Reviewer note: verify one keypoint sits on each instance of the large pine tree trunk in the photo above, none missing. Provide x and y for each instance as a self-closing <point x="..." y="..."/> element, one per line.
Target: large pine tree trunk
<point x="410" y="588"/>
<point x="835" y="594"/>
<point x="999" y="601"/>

■ **Task goal**
Would you retype all of the lines shown above, exactly as given?

■ **Your response**
Reviewer note: verify one keypoint sits on each instance of the large pine tree trunk in the photo above, none missing. Provide x and y for each instance as a self-closing <point x="..." y="..."/> element, one per line.
Target: large pine tree trunk
<point x="410" y="588"/>
<point x="835" y="594"/>
<point x="999" y="601"/>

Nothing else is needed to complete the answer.